### Your goal
Only the lines from the one containing "Target: fan downrod" through the end of the material should be printed, exactly as they appear. Leave out pictures.

————————

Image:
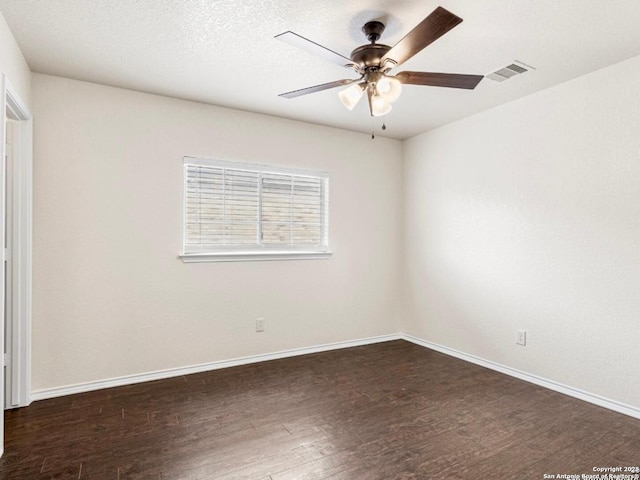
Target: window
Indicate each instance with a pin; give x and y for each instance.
(237, 211)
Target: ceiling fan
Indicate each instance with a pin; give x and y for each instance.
(374, 61)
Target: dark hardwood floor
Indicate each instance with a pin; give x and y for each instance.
(382, 412)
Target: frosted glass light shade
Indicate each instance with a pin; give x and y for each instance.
(390, 88)
(351, 96)
(379, 106)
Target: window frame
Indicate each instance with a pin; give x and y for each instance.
(258, 251)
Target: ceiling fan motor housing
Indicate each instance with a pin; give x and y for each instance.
(369, 55)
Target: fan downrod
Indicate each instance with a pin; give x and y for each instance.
(373, 30)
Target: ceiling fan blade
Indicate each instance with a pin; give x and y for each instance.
(317, 88)
(315, 48)
(439, 22)
(452, 80)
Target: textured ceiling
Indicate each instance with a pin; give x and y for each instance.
(223, 52)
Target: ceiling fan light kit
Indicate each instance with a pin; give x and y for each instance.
(373, 62)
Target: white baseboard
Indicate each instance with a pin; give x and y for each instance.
(177, 372)
(527, 377)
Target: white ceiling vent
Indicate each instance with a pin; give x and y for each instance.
(511, 70)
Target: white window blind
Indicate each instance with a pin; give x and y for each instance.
(253, 209)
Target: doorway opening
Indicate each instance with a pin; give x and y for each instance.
(17, 187)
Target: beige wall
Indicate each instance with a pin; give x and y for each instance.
(110, 296)
(527, 217)
(13, 64)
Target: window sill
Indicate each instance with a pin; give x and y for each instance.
(252, 256)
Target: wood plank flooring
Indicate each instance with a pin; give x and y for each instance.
(382, 412)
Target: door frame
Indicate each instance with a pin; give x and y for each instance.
(21, 204)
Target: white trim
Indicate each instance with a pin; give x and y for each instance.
(177, 372)
(252, 167)
(252, 256)
(22, 204)
(528, 377)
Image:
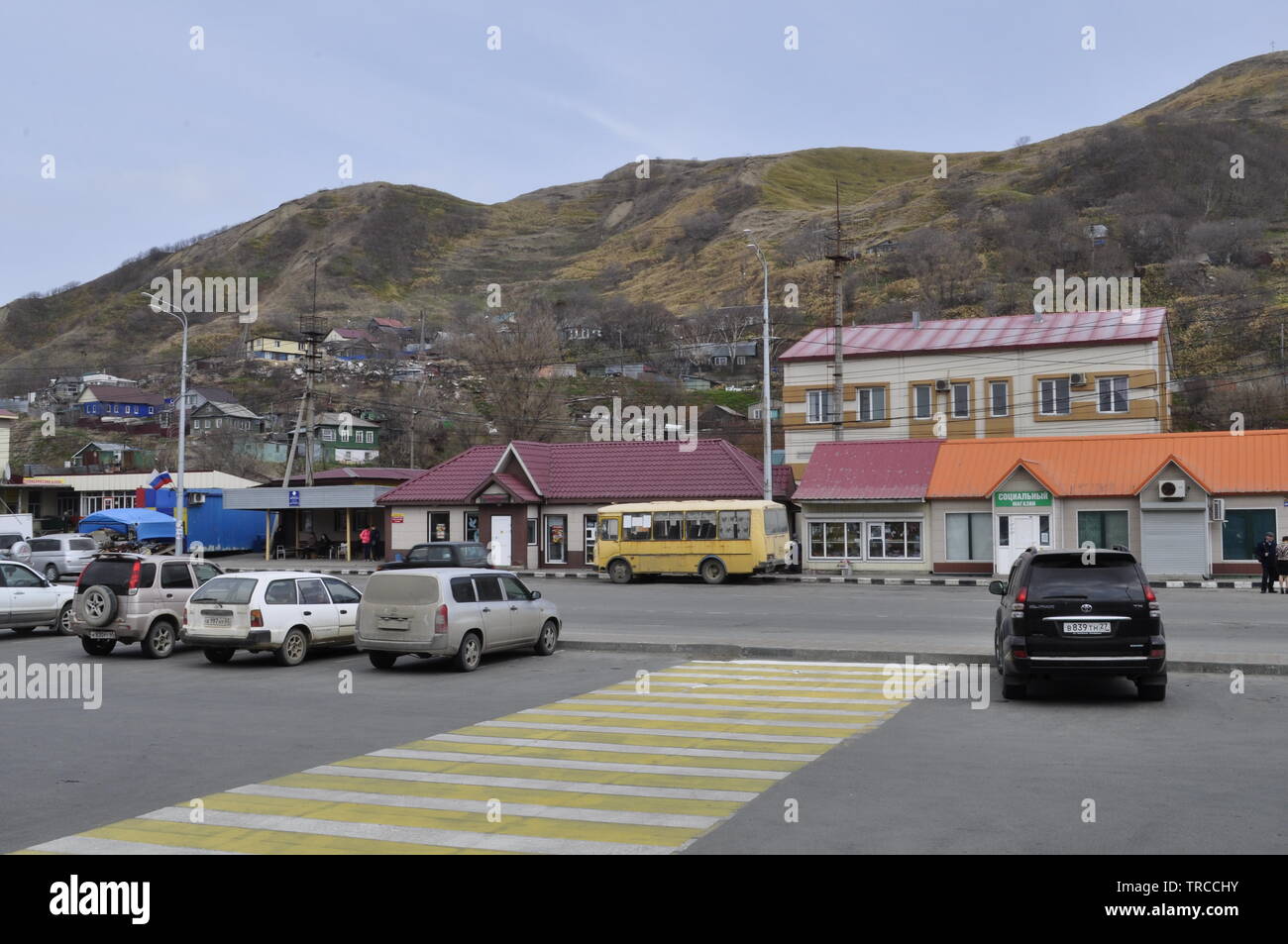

————————

### Finished exercise
Target: fan downrod
Indicate each instance with a pin; give x and y for each instance.
(373, 30)
Target: ceiling fan blade
Indicate each instance with a pin; give x and y for each instance.
(317, 88)
(315, 48)
(439, 22)
(452, 80)
Target: textured ceiling
Indicate each instance with a pin; give x and y for each instance.
(223, 52)
Target: ceiling fan light kit
Indicate each instance with a pin; give x and y for each instance.
(373, 62)
Target: white baseboard
Indicate each instance with a pin; give x and y for each instance.
(177, 372)
(527, 377)
Target: white ceiling vent
Indicate each instance with a pin; give x and y for each instance.
(511, 70)
Target: white window blind
Indicate each instance with a pin; give x and y for each instance.
(253, 209)
Target: doorway opening
Indicate each instance with a pin; give x and y for each instance.
(17, 187)
Target: beige wall
Indicate each instance with a pin; give x and y for each instance.
(110, 296)
(527, 217)
(13, 64)
Target: window sill
Indicate each instance with a pin; give x and y for each instance.
(252, 256)
Target: wood plank flooring
Indicate each instance with a pin; give x and y for each instance.
(382, 412)
Target: door frame
Indicate each instance with a pin; give x and y for each instance.
(21, 204)
Target: white trim
Indicate each instance with a pin; give x and y for each instance.
(177, 372)
(252, 167)
(252, 256)
(22, 204)
(528, 377)
Image:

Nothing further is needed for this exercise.